# [Source records]
=-=-=

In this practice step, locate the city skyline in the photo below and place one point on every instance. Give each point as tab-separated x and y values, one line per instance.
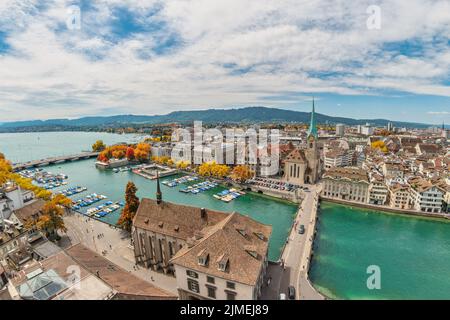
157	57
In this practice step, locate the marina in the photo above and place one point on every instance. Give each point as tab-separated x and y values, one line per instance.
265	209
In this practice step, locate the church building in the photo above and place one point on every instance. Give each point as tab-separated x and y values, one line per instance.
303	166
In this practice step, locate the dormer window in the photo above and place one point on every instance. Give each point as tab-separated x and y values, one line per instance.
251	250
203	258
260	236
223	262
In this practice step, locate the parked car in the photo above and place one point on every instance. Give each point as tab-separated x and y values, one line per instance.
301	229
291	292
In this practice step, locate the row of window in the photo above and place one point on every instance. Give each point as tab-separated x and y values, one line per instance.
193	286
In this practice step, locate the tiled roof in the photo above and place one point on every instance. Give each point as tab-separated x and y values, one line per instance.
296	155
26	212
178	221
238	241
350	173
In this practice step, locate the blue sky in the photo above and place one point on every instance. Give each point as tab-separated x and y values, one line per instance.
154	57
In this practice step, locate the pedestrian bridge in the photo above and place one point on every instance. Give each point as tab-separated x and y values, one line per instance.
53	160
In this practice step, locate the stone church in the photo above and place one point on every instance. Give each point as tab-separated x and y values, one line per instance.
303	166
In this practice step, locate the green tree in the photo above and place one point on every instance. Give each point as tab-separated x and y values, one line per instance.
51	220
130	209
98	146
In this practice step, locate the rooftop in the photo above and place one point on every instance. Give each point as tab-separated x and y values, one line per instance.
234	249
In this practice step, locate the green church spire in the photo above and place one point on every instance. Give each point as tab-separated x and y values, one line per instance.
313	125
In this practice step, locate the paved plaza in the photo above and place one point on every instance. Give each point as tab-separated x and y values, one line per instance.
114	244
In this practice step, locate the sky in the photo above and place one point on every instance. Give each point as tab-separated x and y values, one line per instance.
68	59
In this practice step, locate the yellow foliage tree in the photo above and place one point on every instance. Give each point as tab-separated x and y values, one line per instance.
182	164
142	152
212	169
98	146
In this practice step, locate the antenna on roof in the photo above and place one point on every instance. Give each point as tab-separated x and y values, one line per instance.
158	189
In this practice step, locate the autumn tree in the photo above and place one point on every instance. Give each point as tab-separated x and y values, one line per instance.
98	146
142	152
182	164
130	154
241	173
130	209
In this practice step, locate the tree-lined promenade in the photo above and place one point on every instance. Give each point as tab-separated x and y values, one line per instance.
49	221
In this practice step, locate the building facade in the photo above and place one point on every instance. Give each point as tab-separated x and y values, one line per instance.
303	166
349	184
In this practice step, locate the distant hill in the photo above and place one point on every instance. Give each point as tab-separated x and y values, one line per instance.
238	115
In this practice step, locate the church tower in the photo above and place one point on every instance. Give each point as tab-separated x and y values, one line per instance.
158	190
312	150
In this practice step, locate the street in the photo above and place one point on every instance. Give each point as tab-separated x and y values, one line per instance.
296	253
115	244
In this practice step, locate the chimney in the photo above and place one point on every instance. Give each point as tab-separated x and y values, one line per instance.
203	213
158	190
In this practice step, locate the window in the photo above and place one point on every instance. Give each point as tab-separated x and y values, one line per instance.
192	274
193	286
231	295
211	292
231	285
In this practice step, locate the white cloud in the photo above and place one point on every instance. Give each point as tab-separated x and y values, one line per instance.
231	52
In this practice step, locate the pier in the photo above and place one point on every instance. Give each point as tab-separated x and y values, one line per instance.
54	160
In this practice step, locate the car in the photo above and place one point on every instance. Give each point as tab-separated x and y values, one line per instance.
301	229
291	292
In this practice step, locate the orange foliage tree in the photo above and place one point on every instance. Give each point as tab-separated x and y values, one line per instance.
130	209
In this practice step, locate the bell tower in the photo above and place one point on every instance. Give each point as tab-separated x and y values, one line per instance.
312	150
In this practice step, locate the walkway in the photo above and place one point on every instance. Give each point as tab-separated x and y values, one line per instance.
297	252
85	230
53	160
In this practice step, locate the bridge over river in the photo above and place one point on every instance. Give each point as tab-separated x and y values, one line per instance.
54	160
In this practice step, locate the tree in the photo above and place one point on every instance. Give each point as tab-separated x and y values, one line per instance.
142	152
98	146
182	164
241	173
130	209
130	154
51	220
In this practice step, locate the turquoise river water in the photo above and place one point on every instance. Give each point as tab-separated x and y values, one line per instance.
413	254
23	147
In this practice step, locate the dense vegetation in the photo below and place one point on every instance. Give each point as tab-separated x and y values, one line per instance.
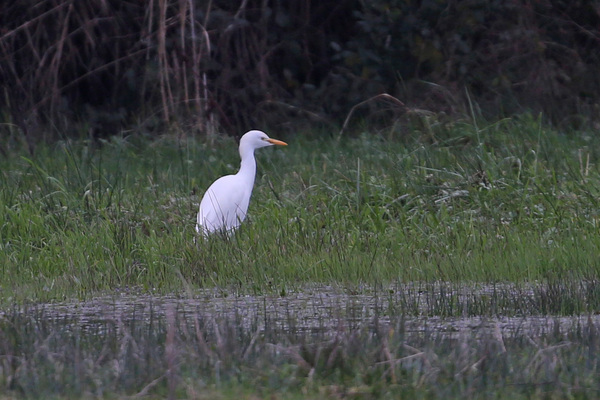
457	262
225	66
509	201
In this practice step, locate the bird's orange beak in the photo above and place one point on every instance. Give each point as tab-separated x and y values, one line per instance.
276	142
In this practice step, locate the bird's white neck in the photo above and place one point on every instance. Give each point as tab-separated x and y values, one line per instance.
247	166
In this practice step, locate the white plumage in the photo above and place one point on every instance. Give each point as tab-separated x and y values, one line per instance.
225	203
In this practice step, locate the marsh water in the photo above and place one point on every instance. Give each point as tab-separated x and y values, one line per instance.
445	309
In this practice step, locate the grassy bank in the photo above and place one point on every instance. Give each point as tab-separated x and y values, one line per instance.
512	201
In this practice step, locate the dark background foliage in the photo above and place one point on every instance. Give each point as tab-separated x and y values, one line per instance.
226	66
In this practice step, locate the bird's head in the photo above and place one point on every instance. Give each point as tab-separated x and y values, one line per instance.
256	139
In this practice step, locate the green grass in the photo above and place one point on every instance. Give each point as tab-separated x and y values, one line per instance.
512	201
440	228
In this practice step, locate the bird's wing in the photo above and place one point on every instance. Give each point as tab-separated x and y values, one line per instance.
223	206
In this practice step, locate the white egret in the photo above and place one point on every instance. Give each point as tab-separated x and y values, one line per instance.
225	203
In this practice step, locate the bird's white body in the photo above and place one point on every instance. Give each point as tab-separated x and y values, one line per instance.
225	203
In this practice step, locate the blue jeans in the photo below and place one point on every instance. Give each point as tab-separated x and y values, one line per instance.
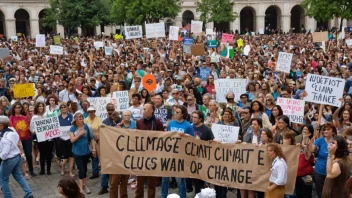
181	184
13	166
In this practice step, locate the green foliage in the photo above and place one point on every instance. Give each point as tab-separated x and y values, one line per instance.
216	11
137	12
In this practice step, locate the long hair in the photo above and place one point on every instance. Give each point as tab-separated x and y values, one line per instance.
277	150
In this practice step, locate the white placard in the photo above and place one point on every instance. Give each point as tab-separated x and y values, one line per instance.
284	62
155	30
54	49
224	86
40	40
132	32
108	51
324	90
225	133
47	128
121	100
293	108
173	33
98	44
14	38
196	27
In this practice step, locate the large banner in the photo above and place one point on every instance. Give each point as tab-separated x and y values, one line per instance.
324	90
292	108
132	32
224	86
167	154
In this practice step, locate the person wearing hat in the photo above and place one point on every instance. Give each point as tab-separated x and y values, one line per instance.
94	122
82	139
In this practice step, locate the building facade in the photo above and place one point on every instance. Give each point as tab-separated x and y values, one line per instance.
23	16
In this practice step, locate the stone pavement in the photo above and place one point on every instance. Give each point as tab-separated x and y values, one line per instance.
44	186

=-=-=

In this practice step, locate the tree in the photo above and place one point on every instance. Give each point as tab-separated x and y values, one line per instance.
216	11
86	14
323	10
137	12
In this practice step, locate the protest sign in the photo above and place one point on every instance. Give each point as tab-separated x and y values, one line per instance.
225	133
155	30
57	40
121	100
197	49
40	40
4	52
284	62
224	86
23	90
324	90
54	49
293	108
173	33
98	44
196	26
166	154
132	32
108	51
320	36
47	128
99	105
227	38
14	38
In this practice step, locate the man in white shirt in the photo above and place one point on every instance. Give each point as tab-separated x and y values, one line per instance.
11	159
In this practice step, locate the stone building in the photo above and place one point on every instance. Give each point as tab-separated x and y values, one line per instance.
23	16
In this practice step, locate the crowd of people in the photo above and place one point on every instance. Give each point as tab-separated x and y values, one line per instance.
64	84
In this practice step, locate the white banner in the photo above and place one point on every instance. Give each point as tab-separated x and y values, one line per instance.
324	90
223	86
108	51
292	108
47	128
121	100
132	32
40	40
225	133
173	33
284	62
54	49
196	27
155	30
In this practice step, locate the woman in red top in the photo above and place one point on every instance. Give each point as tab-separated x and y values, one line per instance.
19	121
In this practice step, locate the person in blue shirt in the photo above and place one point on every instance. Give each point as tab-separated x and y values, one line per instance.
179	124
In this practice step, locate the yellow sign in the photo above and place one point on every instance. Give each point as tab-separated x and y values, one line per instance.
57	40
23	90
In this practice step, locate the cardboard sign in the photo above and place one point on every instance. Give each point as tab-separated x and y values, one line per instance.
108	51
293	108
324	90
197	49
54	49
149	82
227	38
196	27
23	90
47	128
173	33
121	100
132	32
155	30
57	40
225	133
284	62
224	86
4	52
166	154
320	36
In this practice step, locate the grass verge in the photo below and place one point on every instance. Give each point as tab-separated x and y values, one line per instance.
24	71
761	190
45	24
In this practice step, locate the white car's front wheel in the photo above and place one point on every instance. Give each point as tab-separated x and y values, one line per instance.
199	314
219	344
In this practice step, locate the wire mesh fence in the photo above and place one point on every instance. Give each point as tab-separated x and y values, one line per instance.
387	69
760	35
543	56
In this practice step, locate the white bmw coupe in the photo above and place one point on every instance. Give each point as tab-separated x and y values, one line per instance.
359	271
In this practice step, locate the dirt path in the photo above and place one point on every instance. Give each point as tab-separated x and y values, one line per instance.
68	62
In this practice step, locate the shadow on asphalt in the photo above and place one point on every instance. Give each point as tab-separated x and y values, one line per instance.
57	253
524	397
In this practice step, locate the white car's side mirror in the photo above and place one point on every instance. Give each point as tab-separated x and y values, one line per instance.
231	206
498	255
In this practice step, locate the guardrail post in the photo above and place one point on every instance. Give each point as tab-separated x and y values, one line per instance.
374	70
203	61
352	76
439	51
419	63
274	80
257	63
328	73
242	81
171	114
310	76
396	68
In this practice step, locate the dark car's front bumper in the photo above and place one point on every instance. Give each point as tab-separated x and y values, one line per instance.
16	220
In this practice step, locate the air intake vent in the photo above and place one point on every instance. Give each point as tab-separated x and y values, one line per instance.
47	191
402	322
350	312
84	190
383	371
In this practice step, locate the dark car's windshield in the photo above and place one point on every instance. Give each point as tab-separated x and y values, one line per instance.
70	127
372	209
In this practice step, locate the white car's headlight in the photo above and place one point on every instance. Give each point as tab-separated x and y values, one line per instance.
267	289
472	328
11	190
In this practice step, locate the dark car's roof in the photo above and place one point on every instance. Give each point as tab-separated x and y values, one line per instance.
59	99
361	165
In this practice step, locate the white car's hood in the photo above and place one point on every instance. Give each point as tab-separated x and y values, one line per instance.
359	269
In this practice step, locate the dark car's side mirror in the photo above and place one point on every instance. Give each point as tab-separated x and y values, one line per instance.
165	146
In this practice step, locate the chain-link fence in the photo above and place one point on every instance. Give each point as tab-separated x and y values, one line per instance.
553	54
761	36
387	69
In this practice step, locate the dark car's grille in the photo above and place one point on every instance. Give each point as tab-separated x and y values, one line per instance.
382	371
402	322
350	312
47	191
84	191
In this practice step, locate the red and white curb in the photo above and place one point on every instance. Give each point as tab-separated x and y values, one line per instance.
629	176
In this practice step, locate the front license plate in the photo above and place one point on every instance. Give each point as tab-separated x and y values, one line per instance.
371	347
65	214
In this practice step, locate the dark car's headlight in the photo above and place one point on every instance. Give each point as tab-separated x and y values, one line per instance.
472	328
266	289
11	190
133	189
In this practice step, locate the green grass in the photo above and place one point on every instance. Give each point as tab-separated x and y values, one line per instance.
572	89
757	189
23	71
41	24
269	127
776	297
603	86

=-=-=

Count the lines in the data above that contain the string "sign", and reply with only that number.

3